[Data shown Boundary: Start]

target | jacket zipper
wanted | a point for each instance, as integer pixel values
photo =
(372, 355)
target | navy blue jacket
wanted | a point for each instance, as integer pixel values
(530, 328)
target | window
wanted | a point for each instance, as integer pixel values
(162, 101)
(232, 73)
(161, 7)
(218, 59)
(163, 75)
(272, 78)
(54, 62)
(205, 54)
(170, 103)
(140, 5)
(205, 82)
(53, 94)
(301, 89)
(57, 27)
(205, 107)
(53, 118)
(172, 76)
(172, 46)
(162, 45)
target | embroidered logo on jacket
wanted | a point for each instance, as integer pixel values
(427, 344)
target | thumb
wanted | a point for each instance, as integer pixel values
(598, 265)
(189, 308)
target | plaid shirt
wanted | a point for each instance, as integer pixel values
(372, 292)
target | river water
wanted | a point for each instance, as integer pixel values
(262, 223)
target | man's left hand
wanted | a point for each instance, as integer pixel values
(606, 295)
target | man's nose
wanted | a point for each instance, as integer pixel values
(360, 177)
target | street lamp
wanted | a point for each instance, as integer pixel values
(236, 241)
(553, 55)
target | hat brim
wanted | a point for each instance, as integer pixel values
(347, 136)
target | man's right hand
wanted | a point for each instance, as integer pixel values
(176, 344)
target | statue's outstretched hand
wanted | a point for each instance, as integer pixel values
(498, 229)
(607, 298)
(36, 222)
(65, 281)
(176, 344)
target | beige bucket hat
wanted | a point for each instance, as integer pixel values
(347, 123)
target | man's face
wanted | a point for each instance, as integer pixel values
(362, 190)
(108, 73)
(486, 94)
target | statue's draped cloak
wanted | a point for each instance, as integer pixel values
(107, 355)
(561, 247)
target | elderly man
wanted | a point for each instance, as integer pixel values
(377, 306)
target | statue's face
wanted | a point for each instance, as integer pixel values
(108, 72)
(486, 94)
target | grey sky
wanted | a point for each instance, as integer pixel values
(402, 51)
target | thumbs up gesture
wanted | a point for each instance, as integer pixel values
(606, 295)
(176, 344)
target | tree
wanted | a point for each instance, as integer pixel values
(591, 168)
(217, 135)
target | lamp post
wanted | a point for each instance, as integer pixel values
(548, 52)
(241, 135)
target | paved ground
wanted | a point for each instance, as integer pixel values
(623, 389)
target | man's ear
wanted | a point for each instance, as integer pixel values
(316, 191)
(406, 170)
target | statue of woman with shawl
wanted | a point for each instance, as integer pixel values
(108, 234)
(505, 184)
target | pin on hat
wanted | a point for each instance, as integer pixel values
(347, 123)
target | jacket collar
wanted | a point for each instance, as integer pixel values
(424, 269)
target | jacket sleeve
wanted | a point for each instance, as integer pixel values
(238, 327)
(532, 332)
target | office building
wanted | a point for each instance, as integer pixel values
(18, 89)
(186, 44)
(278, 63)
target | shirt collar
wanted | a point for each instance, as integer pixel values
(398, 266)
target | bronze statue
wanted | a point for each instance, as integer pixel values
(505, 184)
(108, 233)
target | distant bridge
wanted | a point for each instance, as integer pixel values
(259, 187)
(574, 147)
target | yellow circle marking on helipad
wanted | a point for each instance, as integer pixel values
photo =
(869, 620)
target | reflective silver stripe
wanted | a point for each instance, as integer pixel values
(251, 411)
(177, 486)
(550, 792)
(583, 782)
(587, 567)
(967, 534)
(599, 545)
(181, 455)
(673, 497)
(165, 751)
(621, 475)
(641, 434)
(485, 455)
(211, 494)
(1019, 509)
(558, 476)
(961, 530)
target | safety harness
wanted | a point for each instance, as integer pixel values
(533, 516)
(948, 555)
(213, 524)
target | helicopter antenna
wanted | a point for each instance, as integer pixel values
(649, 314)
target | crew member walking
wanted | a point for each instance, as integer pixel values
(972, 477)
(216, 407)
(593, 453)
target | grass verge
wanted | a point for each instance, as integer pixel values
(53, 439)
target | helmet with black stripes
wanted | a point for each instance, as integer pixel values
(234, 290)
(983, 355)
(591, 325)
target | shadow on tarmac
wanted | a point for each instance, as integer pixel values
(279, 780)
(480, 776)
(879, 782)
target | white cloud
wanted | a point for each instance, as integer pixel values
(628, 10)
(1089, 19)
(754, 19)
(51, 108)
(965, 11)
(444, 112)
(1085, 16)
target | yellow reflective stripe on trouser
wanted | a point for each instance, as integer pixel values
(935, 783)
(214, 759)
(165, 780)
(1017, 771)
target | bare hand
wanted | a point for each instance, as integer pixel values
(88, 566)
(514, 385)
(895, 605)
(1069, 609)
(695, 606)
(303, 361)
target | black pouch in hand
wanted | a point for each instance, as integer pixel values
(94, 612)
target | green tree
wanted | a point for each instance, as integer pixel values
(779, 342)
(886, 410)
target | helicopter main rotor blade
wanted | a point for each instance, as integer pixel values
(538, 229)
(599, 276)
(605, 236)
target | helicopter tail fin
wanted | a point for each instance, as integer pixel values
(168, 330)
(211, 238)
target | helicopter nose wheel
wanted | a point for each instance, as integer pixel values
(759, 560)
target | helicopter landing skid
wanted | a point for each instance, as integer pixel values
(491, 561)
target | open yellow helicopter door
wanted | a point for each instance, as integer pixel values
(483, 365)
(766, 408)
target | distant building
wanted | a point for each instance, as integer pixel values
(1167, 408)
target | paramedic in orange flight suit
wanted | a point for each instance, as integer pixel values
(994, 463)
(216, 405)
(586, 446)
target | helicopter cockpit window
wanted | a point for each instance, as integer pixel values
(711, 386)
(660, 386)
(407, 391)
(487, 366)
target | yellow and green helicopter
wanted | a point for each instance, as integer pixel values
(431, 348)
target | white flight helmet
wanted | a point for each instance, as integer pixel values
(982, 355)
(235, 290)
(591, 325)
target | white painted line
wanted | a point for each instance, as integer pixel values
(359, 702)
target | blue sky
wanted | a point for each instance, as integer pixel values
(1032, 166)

[Data shown Boundary: End]

» **Work instructions**
Start to finish, output the whole listing exactly.

» **The answer**
target | jacket zipper
wanted | a point for each instance, as integer pixel values
photo =
(372, 355)
target | navy blue jacket
wanted | a point for each instance, as integer pixel values
(530, 328)
target | window
wanted | a point for each instance, as integer pixel values
(162, 101)
(232, 73)
(161, 7)
(218, 59)
(163, 75)
(272, 78)
(54, 62)
(205, 54)
(170, 103)
(140, 5)
(205, 82)
(53, 94)
(301, 89)
(57, 27)
(205, 107)
(53, 118)
(172, 76)
(172, 46)
(162, 45)
target | embroidered logo on jacket
wanted | a point for each instance, as integer pixel values
(427, 344)
target | thumb
wanted | a point for each instance, as integer pixel values
(598, 265)
(189, 308)
target | plaid shirt
wanted | a point for each instance, as integer pixel values
(372, 292)
target | river water
wanted | a point for each instance, as integer pixel values
(262, 223)
target | man's left hand
wanted | a point for each instance, as integer pixel values
(606, 295)
target | man's nose
wanted | a point for each instance, as integer pixel values
(360, 177)
target | street lamp
wanted | a point for each instance, as integer pixel values
(236, 241)
(553, 55)
target | hat brim
wanted | a point for each instance, as integer pixel values
(347, 136)
target | man's right hand
wanted | a point for each instance, as integer pixel values
(176, 344)
target | statue's outstretched hand
wanted | a point for each instance, as integer pixel values
(498, 229)
(607, 298)
(36, 222)
(65, 281)
(176, 344)
target | beige bucket hat
wanted | a point for each instance, as integer pixel values
(347, 123)
target | man's face
wanted | a point for each instance, as integer pixel values
(362, 190)
(108, 73)
(486, 94)
target | statue's draped cloak
wanted | a point for each instance, as integer pixel values
(107, 355)
(561, 247)
target | elderly man
wanted | a point for each instance, as integer pixel values
(377, 306)
target | statue's face
wanted | a point for each instance, as integer pixel values
(108, 72)
(486, 94)
target | grey sky
wanted | a point for each instance, as integer pixel values
(402, 51)
target | thumbs up gesture
wanted | a point for each instance, as integer pixel values
(606, 295)
(176, 344)
target | tree
wanted | a point for each instance, as integer pixel values
(591, 168)
(217, 135)
target | lamp post
wanted | a point for each instance, as integer pixel values
(548, 52)
(241, 135)
target | paved ground
wanted | a point for each instance, as integer pixel values
(623, 389)
target | man's ear
wanted | a point for each instance, as integer pixel values
(316, 191)
(406, 170)
target | statue of woman with shawl
wanted | a point for each instance, as integer pixel values
(108, 234)
(505, 184)
target | pin on hat
wanted | a point for each instance, as integer pixel values
(347, 123)
target | jacket collar
wanted | a point for each instance, as integer pixel values
(424, 269)
target | jacket sleeve
wanted | a point for each instance, as integer pixel values
(238, 327)
(532, 332)
target | office building
wanted | a point for each instance, as integer pixel values
(18, 89)
(186, 44)
(278, 63)
target | shirt collar
wanted | a point for each instance, as integer pixel values
(398, 266)
target | bronze statue
wanted | a point for each instance, as integer pixel values
(505, 184)
(108, 233)
target | distant bridge
wanted | a point for each instance, as integer pixel values
(259, 187)
(574, 147)
target | yellow circle marking on helipad
wanted | a point for each instance, as integer pixel values
photo =
(869, 620)
target | reflective silver stripe
wanted | a point for each instance, as integer pixel values
(251, 411)
(177, 486)
(550, 792)
(583, 782)
(587, 567)
(967, 534)
(599, 545)
(181, 455)
(673, 497)
(165, 751)
(621, 475)
(641, 434)
(485, 455)
(211, 494)
(1019, 509)
(558, 476)
(961, 530)
target | safety harness
wanted | a point for each instance, as integer pixel values
(533, 516)
(948, 555)
(213, 524)
target | helicopter antenna
wanted | a point for each instance, as integer pixel values
(649, 314)
target | crew member walking
wanted | a point for each instance, as integer pixel values
(972, 477)
(216, 407)
(593, 453)
target | grass verge
wanted | a point for each instance, as integer pixel values
(53, 439)
target | helmet with black stripes
wanted | a point for each instance, as integer pixel values
(234, 290)
(983, 355)
(591, 325)
target | shadow on tarmac
wanted | a point for each instance, as integer pixel values
(279, 780)
(480, 776)
(879, 782)
target | white cloud
wanted | a point for each instance, as integer pixel values
(628, 10)
(1089, 19)
(754, 19)
(51, 108)
(965, 11)
(444, 112)
(1085, 16)
target | yellow reflective stripe on trouser
wanted | a point for each instance, as integer pixel values
(935, 783)
(214, 759)
(165, 780)
(1017, 771)
target | bare hand
wanted | a point for each instance, as integer pixel values
(88, 566)
(514, 385)
(895, 605)
(1069, 609)
(695, 606)
(303, 361)
target | black pouch in hand
wanted | a point for each instance, as integer pixel values
(94, 612)
target | green tree
wanted | a point for each instance, as integer pixel values
(779, 342)
(886, 410)
target | helicopter main rotor blade
wanted | a point for each instance, as integer pixel values
(538, 229)
(599, 276)
(605, 236)
target | helicopter tail fin
wanted | a point for each instance, as integer pixel values
(168, 330)
(211, 238)
target | helicopter nose wheel
wanted | a point for each instance, as integer pixel values
(759, 560)
target | helicopter landing skid
wanted | a point for each instance, as integer pixel values
(491, 561)
target | open yellow helicopter door
wanted | a point for each instance, as integer pixel values
(483, 365)
(766, 408)
target | distant building
wanted | a point for each instance, as integer pixel values
(1167, 408)
target | paramedic in orange flight suit
wanted | a point for each instance, as integer pixel values
(994, 463)
(216, 405)
(586, 446)
target | helicopter cockpit window
wanted | a point for each instance, as integer pixel values
(711, 386)
(660, 386)
(407, 391)
(487, 366)
target | yellow and green helicopter
wanted | a point for each instance, as integer pixel values
(431, 348)
target | white flight helmet
wanted | a point for each instance, as integer pixel values
(982, 355)
(235, 290)
(591, 325)
target | white painted line
wanted | a point for each instance, as integer pixel values
(359, 702)
target | blue sky
wanted | a point for each instance, as integer pixel values
(1032, 166)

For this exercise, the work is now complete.